Instructions for the task:
Rewrite every one of the rows below with "Your answer" changed to "Response" wherever it occurs, keeping everything else the same.
[BEGIN]
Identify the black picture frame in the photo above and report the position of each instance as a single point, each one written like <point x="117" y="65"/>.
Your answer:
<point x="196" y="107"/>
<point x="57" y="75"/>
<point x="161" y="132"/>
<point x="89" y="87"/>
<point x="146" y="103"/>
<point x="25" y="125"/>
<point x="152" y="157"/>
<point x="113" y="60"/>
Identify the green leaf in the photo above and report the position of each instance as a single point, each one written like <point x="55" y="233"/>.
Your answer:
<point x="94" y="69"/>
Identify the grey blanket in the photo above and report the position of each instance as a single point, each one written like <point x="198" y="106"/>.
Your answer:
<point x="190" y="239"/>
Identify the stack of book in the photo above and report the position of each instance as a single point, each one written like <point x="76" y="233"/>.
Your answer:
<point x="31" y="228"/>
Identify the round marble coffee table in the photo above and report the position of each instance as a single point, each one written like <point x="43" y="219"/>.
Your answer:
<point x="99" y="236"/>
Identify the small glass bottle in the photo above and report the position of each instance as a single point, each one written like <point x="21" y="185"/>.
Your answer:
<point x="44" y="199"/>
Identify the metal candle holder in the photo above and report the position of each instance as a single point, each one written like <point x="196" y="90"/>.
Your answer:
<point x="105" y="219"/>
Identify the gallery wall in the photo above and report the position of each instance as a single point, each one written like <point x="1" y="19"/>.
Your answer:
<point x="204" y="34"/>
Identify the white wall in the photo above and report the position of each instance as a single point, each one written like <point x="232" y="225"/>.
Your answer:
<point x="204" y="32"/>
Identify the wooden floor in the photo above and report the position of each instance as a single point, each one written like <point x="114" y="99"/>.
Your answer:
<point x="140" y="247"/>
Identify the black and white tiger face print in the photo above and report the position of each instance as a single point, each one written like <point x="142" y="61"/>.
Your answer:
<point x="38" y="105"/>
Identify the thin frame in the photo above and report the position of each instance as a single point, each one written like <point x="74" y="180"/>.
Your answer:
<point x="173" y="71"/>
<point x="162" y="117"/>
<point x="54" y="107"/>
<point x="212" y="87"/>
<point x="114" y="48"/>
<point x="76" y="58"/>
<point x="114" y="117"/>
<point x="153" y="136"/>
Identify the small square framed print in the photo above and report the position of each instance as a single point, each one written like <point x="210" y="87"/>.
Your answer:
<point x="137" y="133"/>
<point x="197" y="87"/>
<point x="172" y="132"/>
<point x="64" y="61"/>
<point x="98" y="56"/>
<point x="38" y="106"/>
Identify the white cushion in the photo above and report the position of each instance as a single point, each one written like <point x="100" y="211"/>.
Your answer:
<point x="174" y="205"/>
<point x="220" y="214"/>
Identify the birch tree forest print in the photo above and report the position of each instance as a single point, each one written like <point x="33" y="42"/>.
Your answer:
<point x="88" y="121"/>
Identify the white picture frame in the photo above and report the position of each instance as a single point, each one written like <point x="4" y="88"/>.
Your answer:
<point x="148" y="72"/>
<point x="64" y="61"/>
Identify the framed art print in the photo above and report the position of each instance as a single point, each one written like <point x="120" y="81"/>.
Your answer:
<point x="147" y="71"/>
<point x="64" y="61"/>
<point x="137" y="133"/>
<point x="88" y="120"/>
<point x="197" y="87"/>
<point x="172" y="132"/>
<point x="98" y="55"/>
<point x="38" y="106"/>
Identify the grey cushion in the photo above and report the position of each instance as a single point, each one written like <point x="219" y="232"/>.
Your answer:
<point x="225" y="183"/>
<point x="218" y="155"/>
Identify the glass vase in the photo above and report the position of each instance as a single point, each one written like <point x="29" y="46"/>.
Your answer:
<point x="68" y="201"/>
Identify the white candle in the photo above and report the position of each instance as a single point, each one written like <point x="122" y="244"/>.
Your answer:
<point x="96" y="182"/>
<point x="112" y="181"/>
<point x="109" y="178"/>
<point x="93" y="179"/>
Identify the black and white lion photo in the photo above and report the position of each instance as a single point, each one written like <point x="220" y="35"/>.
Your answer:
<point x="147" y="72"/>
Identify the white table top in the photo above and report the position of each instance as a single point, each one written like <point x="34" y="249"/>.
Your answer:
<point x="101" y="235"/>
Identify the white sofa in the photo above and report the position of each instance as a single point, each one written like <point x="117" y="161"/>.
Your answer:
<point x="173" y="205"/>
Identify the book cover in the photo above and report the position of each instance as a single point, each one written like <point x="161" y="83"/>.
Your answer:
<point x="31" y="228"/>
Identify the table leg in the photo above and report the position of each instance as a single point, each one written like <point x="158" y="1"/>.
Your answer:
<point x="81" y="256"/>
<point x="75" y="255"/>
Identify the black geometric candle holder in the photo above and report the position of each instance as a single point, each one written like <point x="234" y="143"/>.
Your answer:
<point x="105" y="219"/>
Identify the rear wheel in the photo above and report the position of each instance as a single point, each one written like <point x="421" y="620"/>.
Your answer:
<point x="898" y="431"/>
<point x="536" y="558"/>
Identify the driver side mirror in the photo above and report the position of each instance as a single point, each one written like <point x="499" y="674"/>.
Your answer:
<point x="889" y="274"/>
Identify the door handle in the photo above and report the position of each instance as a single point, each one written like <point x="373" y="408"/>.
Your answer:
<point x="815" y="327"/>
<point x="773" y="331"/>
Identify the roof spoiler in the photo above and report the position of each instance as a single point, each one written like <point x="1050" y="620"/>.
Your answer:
[END]
Answer:
Identify the black picture frame in the photo above and report the position of each instance as a single point, each one written like <point x="117" y="65"/>.
Response:
<point x="196" y="107"/>
<point x="57" y="75"/>
<point x="161" y="132"/>
<point x="89" y="87"/>
<point x="146" y="103"/>
<point x="25" y="125"/>
<point x="152" y="157"/>
<point x="113" y="60"/>
Identify the green leaf in the photo above and report the position of each instance as a single point, each one written like <point x="55" y="233"/>.
Response:
<point x="94" y="69"/>
Identify the grey blanket in the photo above and report the position of each instance as a single point, each one written like <point x="198" y="106"/>.
Response:
<point x="190" y="239"/>
Identify the stack of book in the photo above and report the position of each instance as a single point, each one written like <point x="76" y="233"/>.
Response:
<point x="31" y="228"/>
Identify the round marble coffee table in the photo above and report the position of each instance as a single point, each one written like <point x="43" y="219"/>.
Response:
<point x="99" y="236"/>
Identify the small glass bottle in the photo above and report the position of each instance as a single point, each one written like <point x="21" y="185"/>.
Response:
<point x="44" y="199"/>
Identify the metal candle holder in the photo above and report the position of each instance as a single point, each one written like <point x="196" y="90"/>.
Response:
<point x="105" y="219"/>
Identify the gallery wall in the photo above and report the position of each instance as a single point, each one written like <point x="1" y="19"/>.
Response:
<point x="204" y="34"/>
Identify the white wall in the photo above and report the position of each instance as a single point, each one written like <point x="232" y="225"/>.
Response:
<point x="204" y="32"/>
Identify the wooden floor in the photo above and report the position of each instance as a single point, each one written like <point x="114" y="99"/>.
Response:
<point x="140" y="247"/>
Identify the black and white tiger face print in the photo above and report the position of each instance as a single point, each one written like <point x="142" y="61"/>.
Response:
<point x="38" y="105"/>
Identify the thin frame in the photo above and report the position of each instance as a single point, each one written like <point x="74" y="180"/>.
Response:
<point x="173" y="71"/>
<point x="162" y="117"/>
<point x="54" y="107"/>
<point x="212" y="87"/>
<point x="114" y="48"/>
<point x="76" y="58"/>
<point x="114" y="117"/>
<point x="153" y="136"/>
Identify the small square framed print in the photo above and report the position of each instance as a single point, each one written like <point x="210" y="87"/>.
Response:
<point x="137" y="133"/>
<point x="197" y="87"/>
<point x="172" y="132"/>
<point x="64" y="61"/>
<point x="98" y="56"/>
<point x="38" y="106"/>
Identify the white cushion in the photo above and report the position of each instance as a single point, each one written like <point x="100" y="211"/>.
Response:
<point x="174" y="205"/>
<point x="220" y="214"/>
Identify the birch tree forest print in the photo above and report the position of each instance as a single point, each one written like <point x="33" y="42"/>.
Response:
<point x="88" y="121"/>
Identify the white picture frame in the photo above and report the position of each instance as a single point, each one written like <point x="4" y="88"/>.
Response:
<point x="148" y="72"/>
<point x="64" y="61"/>
Identify the framed art print in the photo above and report the position of each instance as a single point, each one written like <point x="120" y="81"/>.
Response:
<point x="147" y="71"/>
<point x="64" y="61"/>
<point x="137" y="133"/>
<point x="88" y="120"/>
<point x="197" y="87"/>
<point x="172" y="132"/>
<point x="98" y="55"/>
<point x="38" y="106"/>
Identify the grey cushion in the photo above and report the position of each instance as a single point, each one written like <point x="219" y="232"/>.
Response:
<point x="225" y="183"/>
<point x="218" y="155"/>
Identify the glass vase in the photo above and report the position of each instance as a single point, each one written like <point x="29" y="46"/>.
Response:
<point x="68" y="201"/>
Identify the white candle in the photo above and report the position of each instance as a single point, each one written like <point x="122" y="244"/>.
Response:
<point x="96" y="182"/>
<point x="112" y="181"/>
<point x="109" y="178"/>
<point x="93" y="179"/>
Identify the black and white lion photo in the photo above and report the position of each instance as a single point, each one written like <point x="220" y="35"/>.
Response:
<point x="147" y="72"/>
Identify the white table top in the photo above and report the position of each instance as a single point, each one written like <point x="34" y="249"/>.
Response:
<point x="101" y="235"/>
Identify the white sofa in the photo above and report the position of each instance as a single point, each one written like <point x="117" y="161"/>.
Response:
<point x="173" y="205"/>
Identify the book cover in the photo above and report the position of each instance as a single point, each one written like <point x="161" y="83"/>.
Response:
<point x="31" y="228"/>
Identify the table leg in the photo above and report the position of each instance as a single point, each one written like <point x="158" y="1"/>.
Response:
<point x="81" y="256"/>
<point x="75" y="255"/>
Identify the black geometric candle holder in the photo above and report the position of each instance as a single point, each one written like <point x="234" y="143"/>.
Response:
<point x="105" y="219"/>
Identify the rear wheel in the photo above and report the position of each instance as a single point, each one written like <point x="421" y="620"/>.
Response:
<point x="898" y="431"/>
<point x="536" y="558"/>
Identify the driver side mirror in the photo above and report the position of each instance as a single point, each one written like <point x="499" y="674"/>.
Response:
<point x="889" y="274"/>
Identify the door handle in the photo above and report the position of each instance as a single point, each one written like <point x="373" y="408"/>.
Response:
<point x="815" y="327"/>
<point x="773" y="331"/>
Identify the roof spoiler in the photo above and report the position of each instance as a single point, each one written like <point x="1050" y="620"/>.
Response:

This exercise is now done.